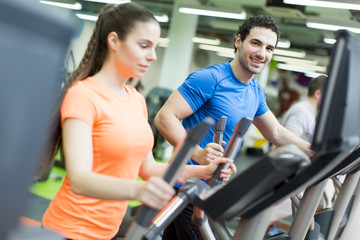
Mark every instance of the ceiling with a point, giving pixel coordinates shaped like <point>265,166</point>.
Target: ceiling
<point>291,19</point>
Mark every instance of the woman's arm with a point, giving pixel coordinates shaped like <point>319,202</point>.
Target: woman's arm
<point>152,168</point>
<point>78,151</point>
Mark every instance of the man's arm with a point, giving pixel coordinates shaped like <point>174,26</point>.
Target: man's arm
<point>275,133</point>
<point>168,122</point>
<point>168,119</point>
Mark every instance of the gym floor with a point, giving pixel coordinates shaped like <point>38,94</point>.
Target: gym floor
<point>41,193</point>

----

Your task
Repeat every entry above word for word, leaving out the pictures.

Answer to this task
Mark every instance of the ceiling with a point, giving pixel coordinates shaped like <point>265,166</point>.
Target: ceiling
<point>291,19</point>
Mark every instance of the woman's arm with a point, giving pixel coordinates shaped like <point>319,202</point>.
Target: woman's arm
<point>152,168</point>
<point>78,151</point>
Mark every instance of the man's arm with a point, giving pixel coordinates shaped like <point>174,26</point>.
Target: man's arm
<point>275,133</point>
<point>168,122</point>
<point>168,119</point>
Mark every instance of the gym floor with a point, giving pixel coordinates shaped like <point>38,94</point>.
Target: gym floor
<point>41,193</point>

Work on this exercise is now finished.